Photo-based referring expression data
___
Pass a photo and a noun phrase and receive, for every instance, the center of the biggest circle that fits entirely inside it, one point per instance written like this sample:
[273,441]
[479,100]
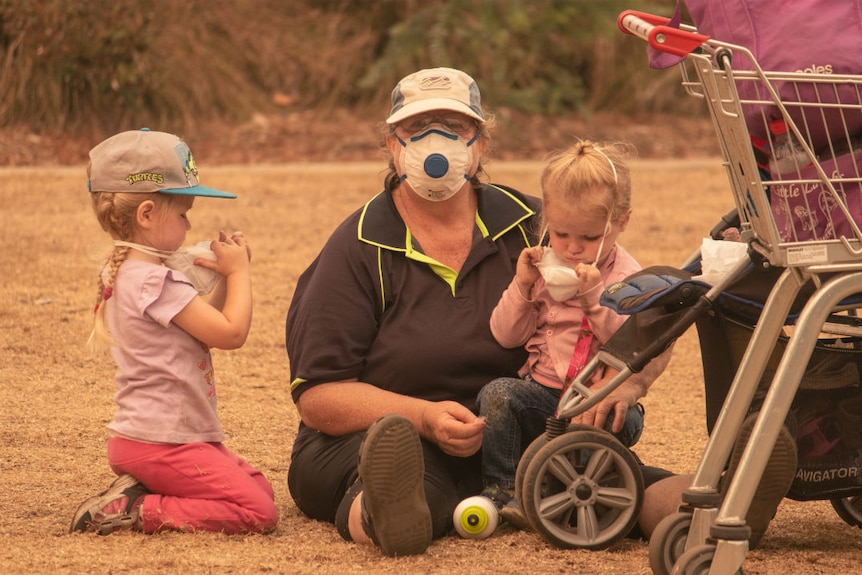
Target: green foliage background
[97,66]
___
Activity — The task calls for repeating each line above exactly while excluding the pictures.

Finished exercise —
Pass a photo and a noun phrase and receive, for every instance, the center of the biggest circle that fits entirely inside it, one point per instance written like this sample:
[273,441]
[479,100]
Target: green foliage background
[97,66]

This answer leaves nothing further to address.